GOAL
Show every line of the data below that contains the string "building", copying each one in full. Case counts.

EXCERPTED DATA
----------

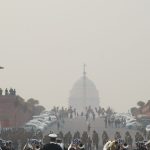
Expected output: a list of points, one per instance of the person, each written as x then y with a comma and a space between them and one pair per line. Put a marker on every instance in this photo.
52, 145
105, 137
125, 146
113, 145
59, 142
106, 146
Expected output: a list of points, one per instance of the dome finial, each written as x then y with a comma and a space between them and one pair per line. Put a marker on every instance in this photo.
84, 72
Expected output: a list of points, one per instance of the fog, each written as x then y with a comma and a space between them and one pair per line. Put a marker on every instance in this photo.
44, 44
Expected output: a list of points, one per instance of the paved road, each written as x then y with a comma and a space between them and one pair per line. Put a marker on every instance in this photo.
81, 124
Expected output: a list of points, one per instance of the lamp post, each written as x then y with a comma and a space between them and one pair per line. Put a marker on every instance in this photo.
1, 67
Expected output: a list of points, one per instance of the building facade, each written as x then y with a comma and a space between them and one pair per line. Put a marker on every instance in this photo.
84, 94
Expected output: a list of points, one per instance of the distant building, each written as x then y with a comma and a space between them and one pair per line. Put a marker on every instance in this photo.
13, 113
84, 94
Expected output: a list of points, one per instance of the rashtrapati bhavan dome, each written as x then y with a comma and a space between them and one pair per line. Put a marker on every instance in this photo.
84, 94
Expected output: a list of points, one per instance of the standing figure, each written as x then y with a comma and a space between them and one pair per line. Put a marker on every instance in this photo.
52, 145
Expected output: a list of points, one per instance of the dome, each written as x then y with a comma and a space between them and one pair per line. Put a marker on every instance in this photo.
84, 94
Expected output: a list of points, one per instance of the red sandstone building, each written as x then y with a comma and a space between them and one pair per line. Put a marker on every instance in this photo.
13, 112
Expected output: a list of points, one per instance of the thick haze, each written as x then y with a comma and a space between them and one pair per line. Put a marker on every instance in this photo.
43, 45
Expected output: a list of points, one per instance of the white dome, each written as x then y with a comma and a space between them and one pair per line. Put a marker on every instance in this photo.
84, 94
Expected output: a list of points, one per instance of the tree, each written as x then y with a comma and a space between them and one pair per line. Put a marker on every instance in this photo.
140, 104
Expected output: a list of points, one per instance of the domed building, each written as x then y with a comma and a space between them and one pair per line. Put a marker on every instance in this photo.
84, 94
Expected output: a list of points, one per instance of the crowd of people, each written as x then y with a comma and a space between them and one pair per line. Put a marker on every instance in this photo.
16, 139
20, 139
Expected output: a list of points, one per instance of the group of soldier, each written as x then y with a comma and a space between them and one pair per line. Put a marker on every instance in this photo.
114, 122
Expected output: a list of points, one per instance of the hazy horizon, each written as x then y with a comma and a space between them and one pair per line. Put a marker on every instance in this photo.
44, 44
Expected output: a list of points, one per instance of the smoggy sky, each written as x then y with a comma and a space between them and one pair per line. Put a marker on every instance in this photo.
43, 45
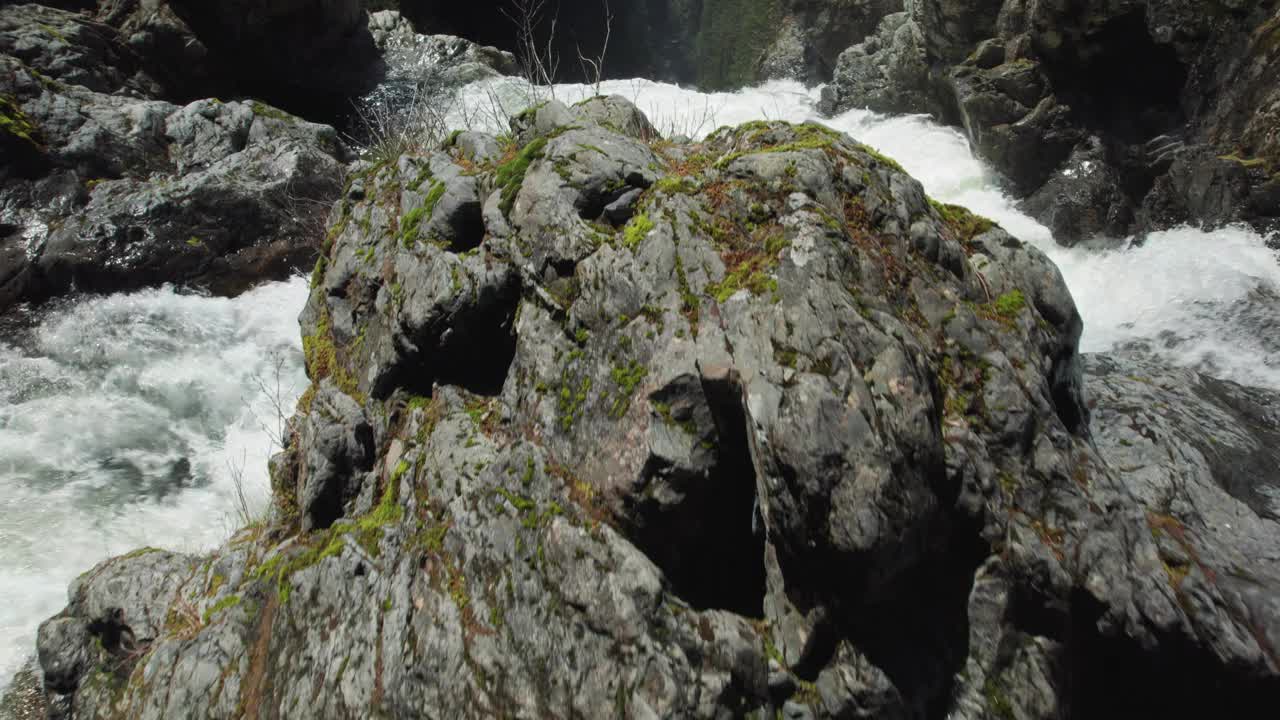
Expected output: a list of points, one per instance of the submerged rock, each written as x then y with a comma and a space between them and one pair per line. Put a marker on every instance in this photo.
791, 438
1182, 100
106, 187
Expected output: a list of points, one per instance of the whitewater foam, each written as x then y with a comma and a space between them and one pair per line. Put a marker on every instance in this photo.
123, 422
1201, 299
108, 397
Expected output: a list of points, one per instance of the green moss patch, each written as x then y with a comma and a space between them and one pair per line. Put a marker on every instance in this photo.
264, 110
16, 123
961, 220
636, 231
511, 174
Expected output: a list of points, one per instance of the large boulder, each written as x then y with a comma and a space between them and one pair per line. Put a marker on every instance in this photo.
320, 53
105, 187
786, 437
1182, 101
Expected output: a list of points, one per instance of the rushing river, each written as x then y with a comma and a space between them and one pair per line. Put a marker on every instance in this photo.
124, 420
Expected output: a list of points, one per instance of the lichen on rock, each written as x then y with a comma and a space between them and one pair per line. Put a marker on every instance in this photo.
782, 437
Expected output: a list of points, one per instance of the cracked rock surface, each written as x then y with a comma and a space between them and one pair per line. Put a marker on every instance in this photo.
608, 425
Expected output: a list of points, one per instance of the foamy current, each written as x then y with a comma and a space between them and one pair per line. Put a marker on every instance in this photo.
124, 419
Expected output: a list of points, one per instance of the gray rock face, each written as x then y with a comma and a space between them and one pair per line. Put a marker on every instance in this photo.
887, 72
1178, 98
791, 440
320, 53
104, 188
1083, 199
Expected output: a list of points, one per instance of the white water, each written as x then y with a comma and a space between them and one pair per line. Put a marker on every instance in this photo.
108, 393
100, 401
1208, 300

----------

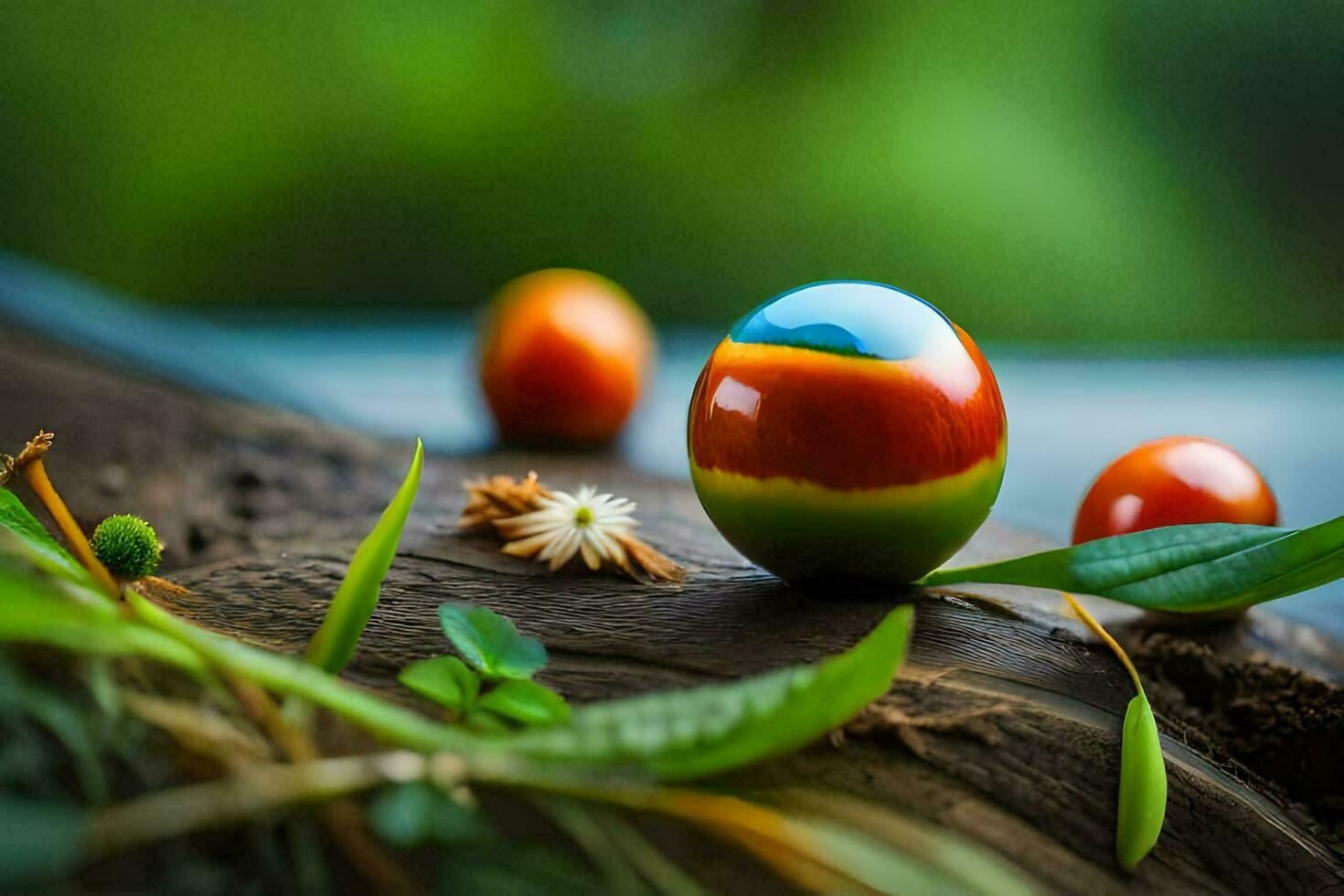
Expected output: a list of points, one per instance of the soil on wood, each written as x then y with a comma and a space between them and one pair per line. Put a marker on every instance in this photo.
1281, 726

----------

RESPONSE FOR THIS EXERCISE
Expected output: a list of points, one per instance of the building facade, each written as x then y with a comma and a space between them and one pair per line. Put a marker on every instance in this photo.
Expected output: a list of points, one per instance of the distant building, each written as x then y with a comma and a space between them and one pair per line. Put a marker on every instance in this photo.
Expected output: a list of points, one per instance of the red sandstone building, each written as x then y with a comma and a space between them and one pair per line. Put a marker on every instance in this photo.
Expected output: a list of points, one per instance of the domed building, each written as x then y with a comma and a space between them and one pair per line. Put a marker on every instance in this photo.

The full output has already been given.